__Selected text__.
How can the signage industry prepare for the post-lockdown surge in signage requirements?2 min read
Since the coronavirus lockdown, high streets have resembled ghost towns, transport hubs have been decimated, and business centres have operated on a skeleton basis.
The reduced footfall on the streets and in train stations, airports and such has resulted in a huge reduction in retail and street-level signage. However, as the nation prepares to embark upon a gradual easing of COVID-19 lockdown restrictions in the coming weeks, now is the perfect time to consider the likely implications on the signage industry and how the industry will need to adapt to meet the needs of COVID-secure environments.
Health and safety signage in-store and out-store
From 15th June, all non-essential retail stores will be legally permitted to reopen their doors to the general public – providing they can ensure COVID-secure retail floors. Maintaining a safe social distance and limiting the number of consumers in-store at one time will be integral to the steady and comfortable flow of shoppers in the weeks ahead.
As more retailers seek to find their ‘new normal’, the signage industry will be critical in providing certainty and reassurance for shoppers via safety signage. Whether it’s floor stickers, laminated vinyl, or foamex signs, stores will need to offer a sense of clarity and reassurance to members of the public that are tentative about returning to the high street.
Although many of us are still learning and adapting to what the future will look like post-pandemic, there are some trends that the signage industry can continue to hang its hat on in a post-COVID-19 world.
The need for multi-platform communications
When it comes to communicating consistent messages in terms of health and safety, businesses and buildings will need to maintain a multi-platform approach. With individuals using more devices than ever to consume information on smartphones and tablets, as well as computers and automated signage, maintaining consistency with messaging across formats and hardware will be equally important in the months ahead.
Making sense of audience data will be essential for businesses going forward. How the data is used may differ from before the pandemic, but big data will be vital to keep the public well-informed, particularly in large-scale environments. Big data will be vital for large-scale signage, helping to educate people on suitable social distancing, which will be essential for the well-oiled running of airports, train stations and large-scale business headquarters alike.
AV as a Service (AVaaS)
Companies of all shapes and sizes will be weighing up the workplace of the future. AVaaS will play an increasingly influential role in redesigning and reaffirming internal and client-facing operations for businesses. AV professionals that can solve problems such as outdated or mixed messaging across in-house and external systems will be worth their weight in gold.

__Requirement__. Transcribe the part of the text on post-lockdown signage that opens with the words containing "Making sense of" and closes with "a Service (AVaaS)".

__Information provided__.
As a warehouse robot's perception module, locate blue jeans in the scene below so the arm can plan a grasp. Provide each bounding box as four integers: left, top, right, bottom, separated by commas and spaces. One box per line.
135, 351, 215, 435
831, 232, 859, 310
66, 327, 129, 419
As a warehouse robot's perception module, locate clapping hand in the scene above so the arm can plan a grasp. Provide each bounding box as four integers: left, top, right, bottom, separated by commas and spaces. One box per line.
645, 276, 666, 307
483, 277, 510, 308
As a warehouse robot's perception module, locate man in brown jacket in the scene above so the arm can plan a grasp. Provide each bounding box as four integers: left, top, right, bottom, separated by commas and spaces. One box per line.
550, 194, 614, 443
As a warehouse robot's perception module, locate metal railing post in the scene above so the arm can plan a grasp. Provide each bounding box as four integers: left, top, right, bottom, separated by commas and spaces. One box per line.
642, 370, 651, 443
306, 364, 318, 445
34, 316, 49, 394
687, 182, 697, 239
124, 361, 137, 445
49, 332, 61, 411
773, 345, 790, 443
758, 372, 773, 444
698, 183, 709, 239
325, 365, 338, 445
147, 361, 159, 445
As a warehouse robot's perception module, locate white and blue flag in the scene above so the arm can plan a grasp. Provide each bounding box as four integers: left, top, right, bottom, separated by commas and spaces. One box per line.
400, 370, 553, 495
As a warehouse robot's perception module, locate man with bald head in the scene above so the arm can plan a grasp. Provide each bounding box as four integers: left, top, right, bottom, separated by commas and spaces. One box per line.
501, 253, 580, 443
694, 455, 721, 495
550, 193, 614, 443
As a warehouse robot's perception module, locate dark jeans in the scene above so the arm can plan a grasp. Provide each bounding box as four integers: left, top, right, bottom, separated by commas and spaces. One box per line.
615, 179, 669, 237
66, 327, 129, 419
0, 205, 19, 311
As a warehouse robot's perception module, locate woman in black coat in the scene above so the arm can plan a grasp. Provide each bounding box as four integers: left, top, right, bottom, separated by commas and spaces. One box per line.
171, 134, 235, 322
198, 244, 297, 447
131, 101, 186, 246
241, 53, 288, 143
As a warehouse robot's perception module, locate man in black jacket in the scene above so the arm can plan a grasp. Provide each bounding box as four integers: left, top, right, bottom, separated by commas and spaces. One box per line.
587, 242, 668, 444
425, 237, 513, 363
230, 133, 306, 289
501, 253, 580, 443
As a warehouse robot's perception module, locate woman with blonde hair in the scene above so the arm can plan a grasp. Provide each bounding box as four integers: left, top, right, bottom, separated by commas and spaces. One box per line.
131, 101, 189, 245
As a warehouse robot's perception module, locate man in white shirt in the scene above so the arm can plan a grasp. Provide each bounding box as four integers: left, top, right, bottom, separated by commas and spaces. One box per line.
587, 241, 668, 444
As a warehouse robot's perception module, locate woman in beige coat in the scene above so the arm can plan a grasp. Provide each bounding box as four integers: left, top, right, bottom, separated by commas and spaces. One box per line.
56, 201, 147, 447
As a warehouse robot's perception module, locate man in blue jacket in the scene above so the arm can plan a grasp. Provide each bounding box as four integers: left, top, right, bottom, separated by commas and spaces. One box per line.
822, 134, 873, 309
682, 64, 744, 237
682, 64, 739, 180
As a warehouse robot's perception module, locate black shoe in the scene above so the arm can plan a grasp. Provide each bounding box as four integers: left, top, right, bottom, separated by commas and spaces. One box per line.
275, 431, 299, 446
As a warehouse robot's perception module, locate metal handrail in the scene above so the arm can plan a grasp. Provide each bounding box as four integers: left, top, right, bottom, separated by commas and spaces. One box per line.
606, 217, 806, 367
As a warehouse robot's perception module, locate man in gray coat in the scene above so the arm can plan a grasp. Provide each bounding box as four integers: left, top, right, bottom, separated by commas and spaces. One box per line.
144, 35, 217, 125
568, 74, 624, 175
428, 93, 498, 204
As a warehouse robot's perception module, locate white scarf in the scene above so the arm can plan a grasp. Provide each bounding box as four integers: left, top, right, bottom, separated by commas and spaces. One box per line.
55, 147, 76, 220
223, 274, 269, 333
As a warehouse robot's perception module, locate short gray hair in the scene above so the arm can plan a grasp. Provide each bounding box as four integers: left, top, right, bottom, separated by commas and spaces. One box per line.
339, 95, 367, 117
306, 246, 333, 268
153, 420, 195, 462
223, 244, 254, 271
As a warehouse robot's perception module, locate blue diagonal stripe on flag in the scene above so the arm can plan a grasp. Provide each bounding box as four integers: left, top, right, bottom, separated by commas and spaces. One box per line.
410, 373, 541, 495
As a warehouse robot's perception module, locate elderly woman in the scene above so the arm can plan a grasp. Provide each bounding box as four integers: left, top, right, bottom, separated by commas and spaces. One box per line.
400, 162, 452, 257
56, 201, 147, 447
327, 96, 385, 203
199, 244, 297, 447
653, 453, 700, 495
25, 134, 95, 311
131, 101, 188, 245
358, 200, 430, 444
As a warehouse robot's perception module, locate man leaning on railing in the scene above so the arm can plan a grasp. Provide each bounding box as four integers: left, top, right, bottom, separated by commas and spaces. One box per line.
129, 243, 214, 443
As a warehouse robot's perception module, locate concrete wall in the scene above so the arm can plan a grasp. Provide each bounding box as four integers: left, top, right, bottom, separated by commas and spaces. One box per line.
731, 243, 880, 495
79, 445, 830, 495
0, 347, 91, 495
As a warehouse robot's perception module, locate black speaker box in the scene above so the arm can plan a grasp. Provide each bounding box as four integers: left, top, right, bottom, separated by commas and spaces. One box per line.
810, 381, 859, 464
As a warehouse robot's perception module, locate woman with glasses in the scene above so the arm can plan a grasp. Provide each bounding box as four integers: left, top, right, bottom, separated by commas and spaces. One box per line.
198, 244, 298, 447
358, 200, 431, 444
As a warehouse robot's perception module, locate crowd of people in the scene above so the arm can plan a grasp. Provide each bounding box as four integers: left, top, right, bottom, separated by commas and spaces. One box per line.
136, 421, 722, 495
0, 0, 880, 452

__Reply__.
Making sense of audience data will be essential for businesses going forward. How the data is used may differ from before the pandemic, but big data will be vital to keep the public well-informed, particularly in large-scale environments. Big data will be vital for large-scale signage, helping to educate people on suitable social distancing, which will be essential for the well-oiled running of airports, train stations and large-scale business headquarters alike.
AV as a Service (AVaaS)